- _Problem to work on_
Restate each of the lines below word for word and drop every picture.

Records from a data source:
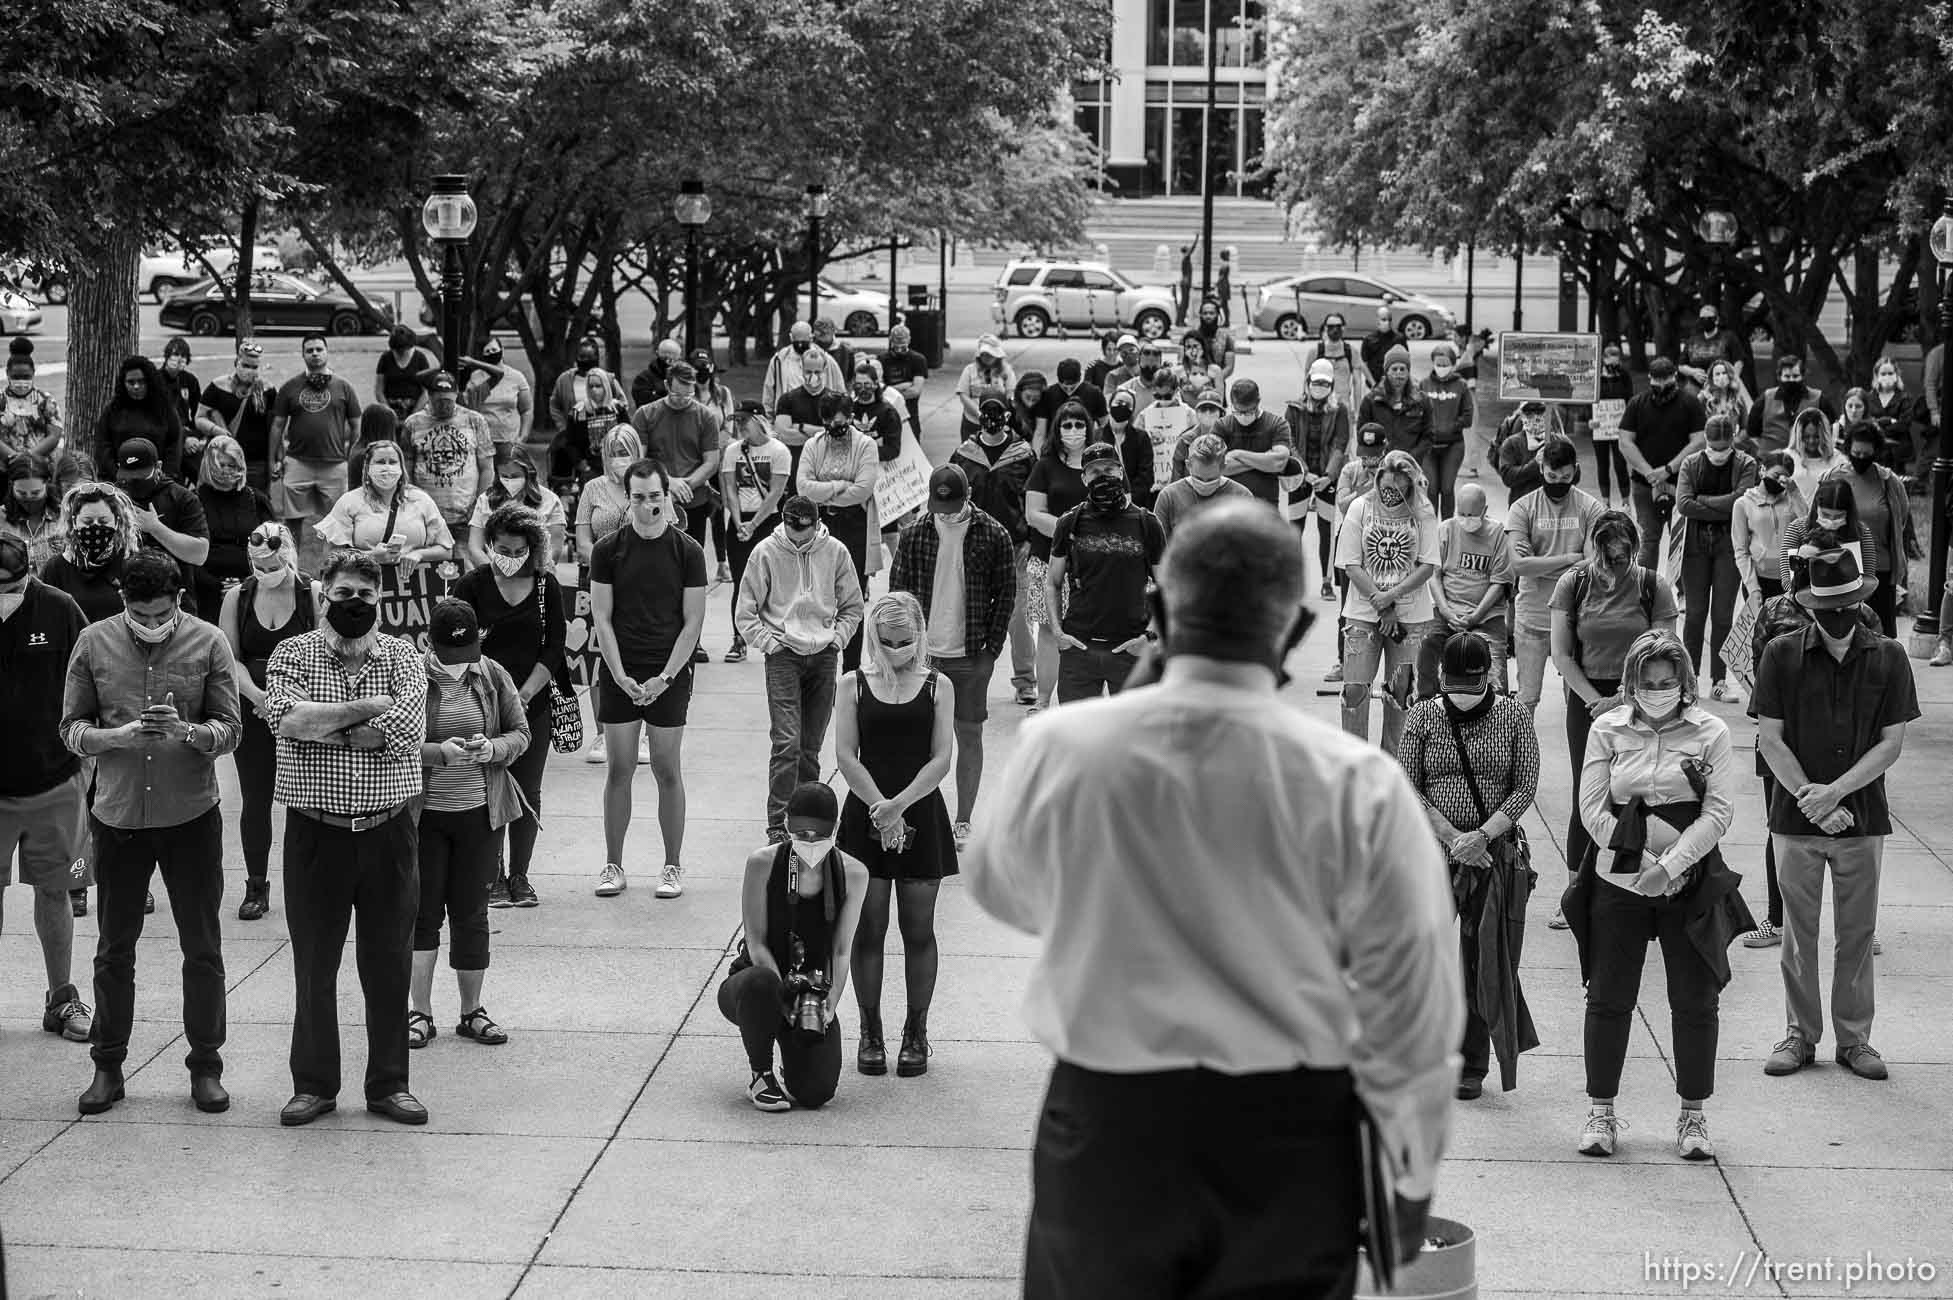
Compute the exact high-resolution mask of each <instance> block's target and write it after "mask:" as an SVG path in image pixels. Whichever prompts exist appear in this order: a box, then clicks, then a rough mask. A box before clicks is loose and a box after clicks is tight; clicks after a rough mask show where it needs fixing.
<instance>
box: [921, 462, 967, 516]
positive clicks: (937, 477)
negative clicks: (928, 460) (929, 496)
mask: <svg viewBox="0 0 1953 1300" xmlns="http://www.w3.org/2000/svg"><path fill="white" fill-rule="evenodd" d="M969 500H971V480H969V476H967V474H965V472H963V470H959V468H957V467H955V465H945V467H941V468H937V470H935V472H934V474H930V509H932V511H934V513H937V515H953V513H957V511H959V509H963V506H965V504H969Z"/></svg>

- _Final answer_
Compute the exact high-resolution mask of each <instance> block's target and write it after "mask:" as an SVG path in image pixels. Whichever prompts exist appear in this order: a box, then clicks, then a rough mask. A box before clicks is loose and a box after clicks is tight; clicks after a rough mask show where it needs fixing.
<instance>
box: [921, 462, 967, 516]
positive clicks: (937, 477)
negative clicks: (928, 460) (929, 496)
mask: <svg viewBox="0 0 1953 1300" xmlns="http://www.w3.org/2000/svg"><path fill="white" fill-rule="evenodd" d="M969 500H971V480H969V476H967V474H965V472H963V470H959V468H957V467H955V465H945V467H941V468H937V470H935V472H934V474H930V509H932V511H934V513H937V515H953V513H957V511H959V509H963V506H965V504H969Z"/></svg>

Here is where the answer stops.